Text for analysis.
□ □ □ □ □ □ □
Our body is like a car and needs energy to move forward. During an effort, the three necessary sources of energy are carbohydrates, lipids, and proteins. However, proteins, or more precisely amino acids from muscle breakdown, represent a very small percentage of the energy used during physical effort (less than 5%). The two main sources of energy are therefore carbohydrates and lipids, and the contribution of each of these energy sources depends mainly on the intensity and duration of the effort. The higher the intensity of the effort, the more carbohydrates become the main energy source used by the body.
If you are taking part in a competition, it is important to:
Make sure to replenish your glycogen (the carbohydrate reserve in your muscles) in the days before the race.
Consume enough carbohydrates during the race to have a constant supply of energy throughout the race.
Eat carbohydrates immediately after the race to replenish glycogen stores.
Nutrition before the race
If you are participating in a competition, especially one that lasts longer than 1.5-2 hours, it is suggested that you replenish your glycogen, which is commonly referred to as carbo-loading. The principle of carbo-loading is to increase the intake of carbohydrates in the 2-3 days before the competition, and particularly the day before the competition. It is therefore suggested to consume foods such as rice, pasta, potatoes, and bread. Also, the day before the competition, it is suggested to limit the intake of products that are difficult to digest such as fibre and fat.
On the morning of the race, it is recommended to eat a good breakfast 3-4 hours before the start. The meal should contain a lot of carbohydrates, some protein and very little fat. A good example of a pre-race breakfast is oatmeal with a banana, maple syrup, and a little almond butter. It is VERY important never to try something new the day of a race, so your pre-race breakfast should be the same breakfast you eat before your big workouts.
Nutrition during the race
During the race, it is suggested that you consume between 60 and 90 grams of carbohydrates per hour, which corresponds to 3 gels and some sports drink. Again, it is important to eat products that you are used to eating during your training to be sure that you can ingest a significant amount of these products during the competition.
□ □ □ □ □ □ □
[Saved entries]
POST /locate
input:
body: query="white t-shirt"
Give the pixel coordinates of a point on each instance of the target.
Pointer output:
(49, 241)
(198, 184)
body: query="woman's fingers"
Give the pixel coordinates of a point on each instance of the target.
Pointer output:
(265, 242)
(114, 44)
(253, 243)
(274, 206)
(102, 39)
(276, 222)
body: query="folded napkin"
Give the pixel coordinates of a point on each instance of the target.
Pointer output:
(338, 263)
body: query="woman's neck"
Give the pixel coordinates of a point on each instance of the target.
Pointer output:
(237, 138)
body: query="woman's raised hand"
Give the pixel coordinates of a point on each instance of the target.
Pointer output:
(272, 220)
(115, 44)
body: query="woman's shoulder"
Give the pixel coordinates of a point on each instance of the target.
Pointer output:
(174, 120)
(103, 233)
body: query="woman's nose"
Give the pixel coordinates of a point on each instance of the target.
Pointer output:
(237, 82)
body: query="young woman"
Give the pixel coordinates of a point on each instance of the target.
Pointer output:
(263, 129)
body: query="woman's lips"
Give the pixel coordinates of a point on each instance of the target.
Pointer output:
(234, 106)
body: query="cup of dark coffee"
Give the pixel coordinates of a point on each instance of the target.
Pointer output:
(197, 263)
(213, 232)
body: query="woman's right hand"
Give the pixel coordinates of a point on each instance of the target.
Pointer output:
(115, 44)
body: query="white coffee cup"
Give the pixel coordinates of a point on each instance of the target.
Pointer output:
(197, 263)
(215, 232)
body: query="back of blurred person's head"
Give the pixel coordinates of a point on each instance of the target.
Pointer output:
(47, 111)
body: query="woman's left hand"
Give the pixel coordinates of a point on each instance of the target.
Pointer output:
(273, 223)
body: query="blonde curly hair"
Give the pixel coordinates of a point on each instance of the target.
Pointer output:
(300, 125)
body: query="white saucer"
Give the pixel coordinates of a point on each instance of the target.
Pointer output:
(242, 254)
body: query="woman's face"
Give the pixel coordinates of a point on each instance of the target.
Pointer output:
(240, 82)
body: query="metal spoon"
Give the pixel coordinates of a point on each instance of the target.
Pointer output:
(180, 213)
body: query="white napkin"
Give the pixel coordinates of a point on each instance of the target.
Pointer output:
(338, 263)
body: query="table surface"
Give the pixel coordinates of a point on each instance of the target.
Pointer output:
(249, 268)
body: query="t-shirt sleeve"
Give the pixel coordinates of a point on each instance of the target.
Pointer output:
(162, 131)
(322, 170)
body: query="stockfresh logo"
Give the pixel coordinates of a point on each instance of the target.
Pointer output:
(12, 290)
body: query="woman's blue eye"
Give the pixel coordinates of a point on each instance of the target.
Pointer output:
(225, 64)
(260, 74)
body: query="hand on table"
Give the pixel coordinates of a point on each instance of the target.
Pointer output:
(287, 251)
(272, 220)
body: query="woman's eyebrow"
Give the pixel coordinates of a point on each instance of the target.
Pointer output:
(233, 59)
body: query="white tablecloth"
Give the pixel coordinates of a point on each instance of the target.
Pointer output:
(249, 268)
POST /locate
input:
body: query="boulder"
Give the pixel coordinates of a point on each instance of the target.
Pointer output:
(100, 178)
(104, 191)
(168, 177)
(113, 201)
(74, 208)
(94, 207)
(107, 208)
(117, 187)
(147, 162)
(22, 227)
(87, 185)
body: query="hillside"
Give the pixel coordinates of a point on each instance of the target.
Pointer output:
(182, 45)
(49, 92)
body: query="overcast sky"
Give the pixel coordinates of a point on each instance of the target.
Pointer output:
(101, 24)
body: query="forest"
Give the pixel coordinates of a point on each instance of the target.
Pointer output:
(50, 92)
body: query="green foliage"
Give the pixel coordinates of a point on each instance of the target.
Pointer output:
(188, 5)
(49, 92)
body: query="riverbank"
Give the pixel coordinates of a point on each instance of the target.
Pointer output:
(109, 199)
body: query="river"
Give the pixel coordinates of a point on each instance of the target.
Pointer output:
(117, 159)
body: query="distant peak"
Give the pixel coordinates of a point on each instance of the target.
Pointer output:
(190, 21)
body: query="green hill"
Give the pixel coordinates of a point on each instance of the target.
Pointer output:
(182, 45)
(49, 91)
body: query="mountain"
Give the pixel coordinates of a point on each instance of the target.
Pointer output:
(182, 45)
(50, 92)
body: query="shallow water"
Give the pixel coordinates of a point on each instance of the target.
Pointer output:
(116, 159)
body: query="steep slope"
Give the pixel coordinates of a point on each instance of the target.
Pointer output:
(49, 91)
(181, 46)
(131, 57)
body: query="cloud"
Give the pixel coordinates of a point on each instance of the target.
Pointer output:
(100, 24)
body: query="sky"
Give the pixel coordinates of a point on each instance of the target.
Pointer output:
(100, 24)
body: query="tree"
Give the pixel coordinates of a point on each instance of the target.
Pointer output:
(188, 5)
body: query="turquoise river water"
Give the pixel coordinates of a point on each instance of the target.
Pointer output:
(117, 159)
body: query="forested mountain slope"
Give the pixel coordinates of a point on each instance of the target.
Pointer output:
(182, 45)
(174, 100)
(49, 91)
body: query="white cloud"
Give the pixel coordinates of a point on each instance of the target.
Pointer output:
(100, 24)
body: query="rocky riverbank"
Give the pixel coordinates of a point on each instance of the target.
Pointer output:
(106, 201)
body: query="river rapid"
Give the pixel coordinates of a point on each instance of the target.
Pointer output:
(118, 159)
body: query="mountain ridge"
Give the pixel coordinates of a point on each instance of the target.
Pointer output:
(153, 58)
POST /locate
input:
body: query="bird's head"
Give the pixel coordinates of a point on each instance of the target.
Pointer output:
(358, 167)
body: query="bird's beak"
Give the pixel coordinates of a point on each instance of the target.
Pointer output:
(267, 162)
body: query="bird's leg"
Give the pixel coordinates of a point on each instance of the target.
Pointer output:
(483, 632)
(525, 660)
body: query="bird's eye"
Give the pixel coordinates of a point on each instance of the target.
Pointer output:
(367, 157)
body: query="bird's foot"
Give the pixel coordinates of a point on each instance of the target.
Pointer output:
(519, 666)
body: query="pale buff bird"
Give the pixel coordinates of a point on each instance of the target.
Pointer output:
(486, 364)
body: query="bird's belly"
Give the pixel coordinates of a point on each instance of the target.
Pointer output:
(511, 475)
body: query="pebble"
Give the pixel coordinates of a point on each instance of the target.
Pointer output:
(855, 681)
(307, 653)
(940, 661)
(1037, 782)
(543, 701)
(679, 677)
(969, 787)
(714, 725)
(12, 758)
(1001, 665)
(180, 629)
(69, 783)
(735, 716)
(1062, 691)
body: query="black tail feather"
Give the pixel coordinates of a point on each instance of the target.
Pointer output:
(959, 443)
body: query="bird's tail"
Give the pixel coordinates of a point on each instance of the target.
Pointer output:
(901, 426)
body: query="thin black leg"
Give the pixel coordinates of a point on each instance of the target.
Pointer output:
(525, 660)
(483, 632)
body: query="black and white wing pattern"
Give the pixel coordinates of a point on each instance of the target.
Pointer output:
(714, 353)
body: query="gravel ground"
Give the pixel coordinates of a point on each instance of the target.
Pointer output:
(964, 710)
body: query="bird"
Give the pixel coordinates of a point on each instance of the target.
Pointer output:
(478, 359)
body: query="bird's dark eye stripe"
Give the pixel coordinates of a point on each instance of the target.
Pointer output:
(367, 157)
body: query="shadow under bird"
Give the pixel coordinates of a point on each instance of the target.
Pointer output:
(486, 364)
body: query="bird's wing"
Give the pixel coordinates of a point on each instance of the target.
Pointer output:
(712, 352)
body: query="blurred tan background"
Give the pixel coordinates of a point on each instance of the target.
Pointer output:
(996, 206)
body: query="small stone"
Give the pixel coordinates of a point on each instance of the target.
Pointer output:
□ □ □ □ □ □ □
Goal of the exercise. Quote the race nutrition text word for word from "On the morning" to "during the competition.".

Response to the exercise.
On the morning of the race, it is recommended to eat a good breakfast 3-4 hours before the start. The meal should contain a lot of carbohydrates, some protein and very little fat. A good example of a pre-race breakfast is oatmeal with a banana, maple syrup, and a little almond butter. It is VERY important never to try something new the day of a race, so your pre-race breakfast should be the same breakfast you eat before your big workouts.
Nutrition during the race
During the race, it is suggested that you consume between 60 and 90 grams of carbohydrates per hour, which corresponds to 3 gels and some sports drink. Again, it is important to eat products that you are used to eating during your training to be sure that you can ingest a significant amount of these products during the competition.